## What you have to do
Repeat the listing that follows, character for character, minus the pictures.

%%

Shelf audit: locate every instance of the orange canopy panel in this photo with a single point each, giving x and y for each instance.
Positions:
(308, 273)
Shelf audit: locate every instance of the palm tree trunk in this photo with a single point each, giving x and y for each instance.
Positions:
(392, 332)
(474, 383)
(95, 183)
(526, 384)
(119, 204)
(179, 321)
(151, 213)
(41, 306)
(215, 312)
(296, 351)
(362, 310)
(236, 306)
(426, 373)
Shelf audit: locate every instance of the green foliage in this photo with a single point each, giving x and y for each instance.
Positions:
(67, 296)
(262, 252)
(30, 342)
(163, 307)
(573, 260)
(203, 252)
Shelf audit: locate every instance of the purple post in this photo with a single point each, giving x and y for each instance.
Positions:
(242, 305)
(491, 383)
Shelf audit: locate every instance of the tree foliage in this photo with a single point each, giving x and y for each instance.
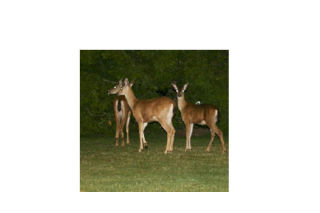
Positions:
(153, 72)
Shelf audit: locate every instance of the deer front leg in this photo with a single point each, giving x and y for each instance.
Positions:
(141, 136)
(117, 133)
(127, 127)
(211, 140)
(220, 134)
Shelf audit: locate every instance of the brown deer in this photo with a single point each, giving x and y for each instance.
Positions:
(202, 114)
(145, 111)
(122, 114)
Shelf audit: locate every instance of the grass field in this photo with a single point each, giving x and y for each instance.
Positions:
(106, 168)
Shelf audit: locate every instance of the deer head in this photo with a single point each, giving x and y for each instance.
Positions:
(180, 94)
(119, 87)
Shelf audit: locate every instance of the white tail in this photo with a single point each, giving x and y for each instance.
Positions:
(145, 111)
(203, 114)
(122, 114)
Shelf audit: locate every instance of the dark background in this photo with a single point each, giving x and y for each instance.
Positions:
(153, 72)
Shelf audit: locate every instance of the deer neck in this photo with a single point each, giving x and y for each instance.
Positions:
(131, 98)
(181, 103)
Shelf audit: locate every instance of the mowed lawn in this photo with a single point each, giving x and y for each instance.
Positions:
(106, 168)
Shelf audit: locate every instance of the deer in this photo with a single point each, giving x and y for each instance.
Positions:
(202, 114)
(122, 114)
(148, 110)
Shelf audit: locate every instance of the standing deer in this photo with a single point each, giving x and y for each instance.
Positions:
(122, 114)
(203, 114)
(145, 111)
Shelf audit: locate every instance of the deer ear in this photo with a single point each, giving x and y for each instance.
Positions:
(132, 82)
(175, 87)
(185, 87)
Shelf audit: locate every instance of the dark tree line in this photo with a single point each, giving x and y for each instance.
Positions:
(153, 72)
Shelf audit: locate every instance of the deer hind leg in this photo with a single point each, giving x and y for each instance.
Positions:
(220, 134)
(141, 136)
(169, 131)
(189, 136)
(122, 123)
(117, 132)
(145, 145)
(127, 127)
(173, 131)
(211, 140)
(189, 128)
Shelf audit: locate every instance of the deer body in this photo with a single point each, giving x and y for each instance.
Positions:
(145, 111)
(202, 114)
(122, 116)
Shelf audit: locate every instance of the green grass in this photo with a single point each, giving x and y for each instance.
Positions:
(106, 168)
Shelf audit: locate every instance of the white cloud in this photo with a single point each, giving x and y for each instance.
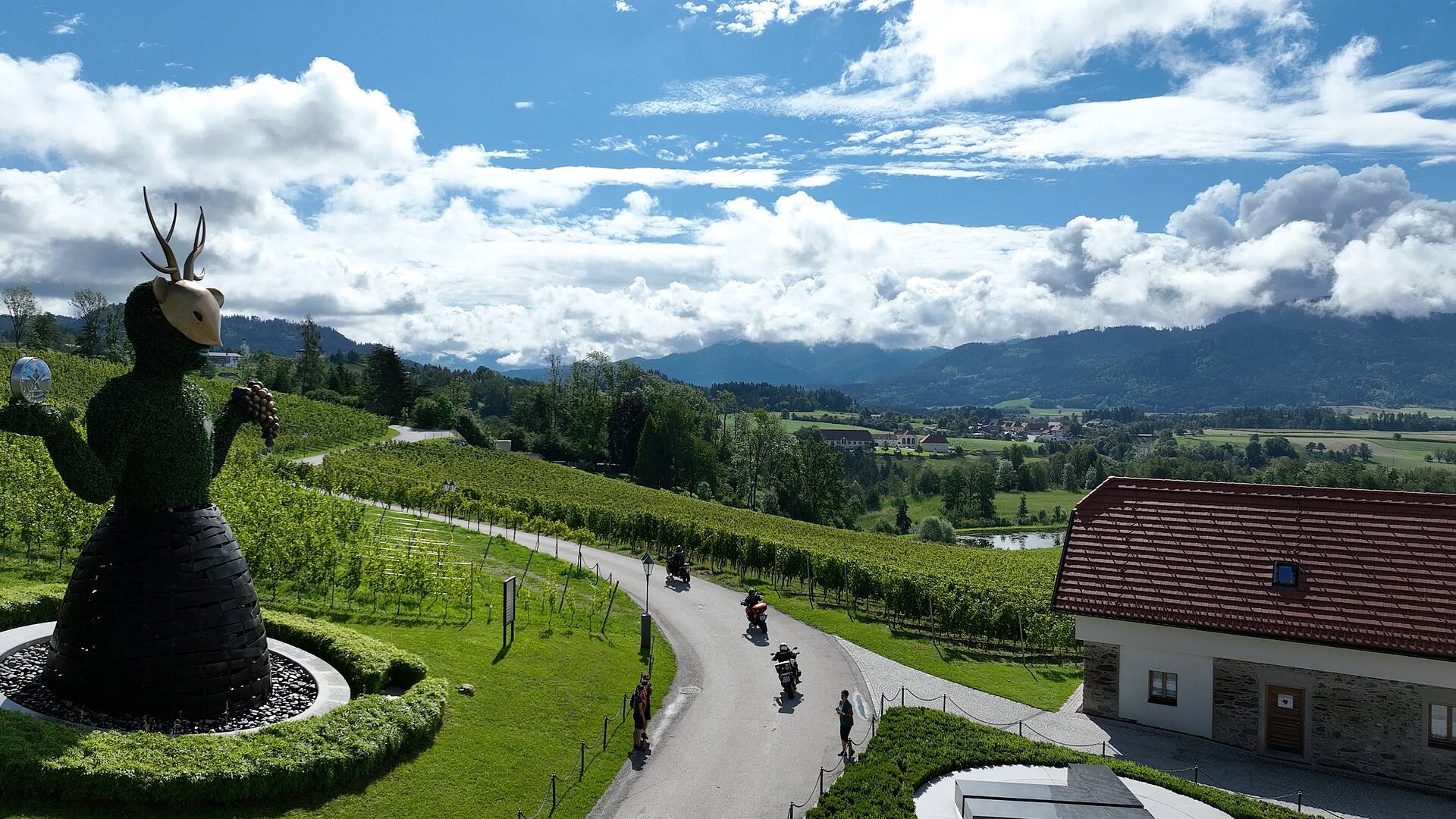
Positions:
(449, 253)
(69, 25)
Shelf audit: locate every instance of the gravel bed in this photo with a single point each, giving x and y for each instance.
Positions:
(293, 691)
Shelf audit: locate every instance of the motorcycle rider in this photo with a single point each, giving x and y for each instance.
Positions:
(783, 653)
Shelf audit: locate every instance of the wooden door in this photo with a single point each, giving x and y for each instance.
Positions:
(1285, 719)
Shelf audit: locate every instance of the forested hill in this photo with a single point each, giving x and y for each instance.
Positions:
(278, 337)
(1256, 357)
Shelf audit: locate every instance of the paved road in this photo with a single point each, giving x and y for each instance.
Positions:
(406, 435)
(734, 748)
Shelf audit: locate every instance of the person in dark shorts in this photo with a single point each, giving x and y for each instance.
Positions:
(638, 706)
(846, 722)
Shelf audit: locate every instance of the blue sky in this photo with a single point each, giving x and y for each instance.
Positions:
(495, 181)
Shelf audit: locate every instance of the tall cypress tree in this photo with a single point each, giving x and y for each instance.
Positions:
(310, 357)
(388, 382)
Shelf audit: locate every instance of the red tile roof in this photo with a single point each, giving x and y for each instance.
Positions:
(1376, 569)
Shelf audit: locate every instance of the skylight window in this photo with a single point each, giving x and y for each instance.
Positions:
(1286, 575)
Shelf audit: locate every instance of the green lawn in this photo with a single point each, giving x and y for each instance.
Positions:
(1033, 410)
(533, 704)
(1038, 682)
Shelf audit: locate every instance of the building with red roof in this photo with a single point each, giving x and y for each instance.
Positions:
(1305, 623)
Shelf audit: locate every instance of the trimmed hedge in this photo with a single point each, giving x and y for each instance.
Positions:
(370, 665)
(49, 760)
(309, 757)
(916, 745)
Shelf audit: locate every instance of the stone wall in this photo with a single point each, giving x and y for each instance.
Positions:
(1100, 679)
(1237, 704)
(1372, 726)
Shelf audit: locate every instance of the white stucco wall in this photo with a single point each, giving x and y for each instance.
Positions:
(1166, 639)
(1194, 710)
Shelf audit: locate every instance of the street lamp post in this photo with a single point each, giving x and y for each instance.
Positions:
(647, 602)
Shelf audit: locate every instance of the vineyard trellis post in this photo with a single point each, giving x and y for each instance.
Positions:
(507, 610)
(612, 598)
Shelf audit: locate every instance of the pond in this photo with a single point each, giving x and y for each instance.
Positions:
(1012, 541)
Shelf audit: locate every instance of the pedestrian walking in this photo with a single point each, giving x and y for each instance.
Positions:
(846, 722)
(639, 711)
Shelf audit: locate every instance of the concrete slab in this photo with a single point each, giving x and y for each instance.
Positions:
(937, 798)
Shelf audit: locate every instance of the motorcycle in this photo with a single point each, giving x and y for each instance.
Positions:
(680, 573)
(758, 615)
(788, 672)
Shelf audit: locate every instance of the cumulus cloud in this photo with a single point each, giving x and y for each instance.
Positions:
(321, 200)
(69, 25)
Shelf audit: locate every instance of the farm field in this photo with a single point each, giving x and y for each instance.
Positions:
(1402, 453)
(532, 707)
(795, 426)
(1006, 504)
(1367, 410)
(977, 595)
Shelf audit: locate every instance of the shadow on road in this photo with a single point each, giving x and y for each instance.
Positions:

%%

## Task response
Shelf audit: locate every instance of the orange canopy panel in this photo with a single point each, giving x and y for each instance.
Positions:
(308, 273)
Shelf audit: locate every instance of the palm tree trunk in this photo with a single point each, giving x and y for each instance.
Positions:
(392, 332)
(474, 383)
(95, 183)
(526, 384)
(119, 204)
(179, 321)
(151, 213)
(41, 306)
(215, 312)
(296, 351)
(362, 310)
(236, 306)
(426, 373)
Shelf audit: locate every instance of the green foliage in this photo with a single point each, giving x and y for each instance.
Positions:
(67, 296)
(262, 252)
(30, 342)
(163, 307)
(573, 260)
(203, 252)
Shelf audit: locate every instance of the purple post in this photo with a single point each, giving x and y for each instance.
Positions:
(242, 305)
(491, 383)
Shelf audit: locate every instance of the tree foliage in this photo with a single point each, giving x and y for each instance.
Positions:
(153, 72)
Shelf audit: locate every instance of the deer front leg in this photo with a single point each, giving x and y for each instance.
Positions:
(141, 136)
(117, 133)
(127, 127)
(211, 140)
(220, 134)
Shelf audit: locate every instance of the brown deer in this photo with a single point each, giving x and y for each instance.
Positions:
(202, 114)
(145, 111)
(122, 114)
Shelf audit: locate every instance of the grass field in this photo with a single point each, giving x and y for each instance.
Positions:
(106, 168)
Shelf audit: locate every instance of the deer head in this photo with a single point each, giving x and y for each instance.
Positions:
(180, 94)
(119, 87)
Shelf audit: locate every instance of the white tail in this photo with a single point each, giving x and y for each instance.
Positions:
(145, 111)
(203, 114)
(122, 114)
Shelf audit: locate every instance of the dark background in this photo with a single point each, giving x and y for each instance.
Positions:
(153, 72)
Shelf audit: locate every instance of the deer neck in this photo with a single point each, giving x and y for each instance.
Positions:
(131, 98)
(181, 103)
Shelf audit: locate every instance of the mowed lawn in this photo with a single point each, giving x and y for each instance.
Positions:
(106, 168)
Shelf audit: locate every instance of the deer in this photo with a single point each, giving x and y for each instance.
Positions:
(202, 114)
(122, 114)
(148, 110)
Shelf audit: locate every instance of the standing deer in this photo with a single point each, giving x and y for each instance.
Positions:
(122, 114)
(203, 114)
(145, 111)
Shelf audit: locate every instance of the deer ear in this photo with a single point each, giving x and y for each instance.
Positions:
(132, 82)
(175, 87)
(185, 87)
Shelf audit: locate every instance of the dark tree line in this photo with a single point each, giving x and y for each instance.
Positions:
(153, 72)
Shelf audit: locate every instance of the deer hind leg in this photo with a single point each, giving x and y for each instance.
Positions:
(220, 134)
(141, 136)
(169, 131)
(189, 136)
(122, 123)
(117, 132)
(145, 145)
(127, 127)
(173, 131)
(211, 140)
(189, 128)
Shelf audit: locate every instance of the deer body in this photo with a single point each, giving x and y for each instance.
Positions:
(145, 111)
(202, 114)
(122, 116)
Shelf audit: locate every instance of the green grass in this photo with a single point each, giving x and y for each instance.
Positions:
(106, 168)
Shelf audit: locate every instance of the white cloud in this photo with a single point each, giving x and y for each instance.
Positions:
(449, 253)
(69, 25)
Shelf audit: locate every instance of the gravel bed in this photo with a single point each, giving x and y for each instance.
Positions:
(293, 691)
Shelf audit: locate every instance of the motorcycle rider in this photo with a single point each, giving x and y for each instance.
Positions:
(783, 653)
Shelf audit: locate every instance of the wooden door in this photo with a single point each, giving x and y for each instance.
Positions:
(1285, 719)
Shelf audit: locate every instance of the forested hill in this photo with a single point each, giving x and y for each instance.
Positions:
(278, 337)
(1256, 357)
Shelf audit: locate every instance of the paved road in this photo with a single point each, giving x and y for each instance.
Positions:
(406, 435)
(734, 748)
Shelf audit: locate every instance of the person in dark shorts in this photo with a single point each, giving x and y for each instance.
Positions:
(638, 706)
(846, 722)
Shelf audit: locate every instance of the blue sky in this photo with a single point each, giving x and y for each instance.
Positions:
(495, 181)
Shelf audit: locate every instance of the tall cypress tree in this photo with a single point each, giving x and y for each instance.
Positions:
(310, 357)
(388, 382)
Shelf audit: locate every instance of the red tile roof in this photo with a single point each, giving x and y for each instance.
Positions:
(1376, 569)
Shelf audit: locate every instance of the skylight window in this photo with a single point each, giving x and y for each instance.
Positions:
(1286, 575)
Shelf audit: locate every instance of the green lawn in this photo with a single point each, giving x and y for each instance.
Positions:
(1033, 410)
(533, 704)
(1038, 682)
Shelf audit: locate every instance of the building with red roof in this photo with a single point each, giving x and y for each instance.
Positions:
(1305, 623)
Shelf audit: locate every instance of the trimmed hedge in this photo with a single point each, giving x and y for each instance.
Positions:
(370, 665)
(49, 760)
(309, 757)
(916, 745)
Shelf audit: locate every instance of the stone wall in this photo with a single point each, giving x and y for each instance.
Positions:
(1100, 679)
(1237, 704)
(1372, 726)
Shelf audit: locate every instance of the white stucco wall in this photo with a single point each, giving x and y for each instance.
Positions:
(1166, 639)
(1194, 710)
Shelf audit: locate every instance of the street lamp post in this photo with a single point each, giving x and y for each instance.
Positions:
(647, 602)
Shelf audit: locate every instance of the vineyard trellis post in this photo with a single point each, giving x and y for each instance.
Positions:
(507, 610)
(612, 598)
Shelf audit: locate every instance of the pond in this photo with a single point each, giving x and y for each instance.
Positions:
(1012, 541)
Shelf audit: locate every instance of the pedestrian walking in this photo with a single point each, giving x and y for each instance.
Positions:
(846, 722)
(639, 711)
Shelf audit: locate every instance of the concrete slab in this photo with a single point each, giving x and y for each instance.
Positions:
(937, 798)
Shelf audit: locate every instance of the motorcycle in this photo with a single point each, giving x and y for each instance.
Positions:
(680, 573)
(758, 615)
(788, 672)
Shelf audit: locate every instance of the cumulus cloud in this photo with a single point each, giving x and y for each instance.
Positions:
(321, 200)
(69, 25)
Shelf audit: locate every instance of the farm field in this photo with a single point each, giving x and y for each instance.
Positions:
(1402, 453)
(532, 707)
(795, 426)
(1006, 504)
(1367, 410)
(977, 595)
Shelf audit: locate every instance of the shadow on road in this photo with a single point each, giving x and y for each instance.
Positions:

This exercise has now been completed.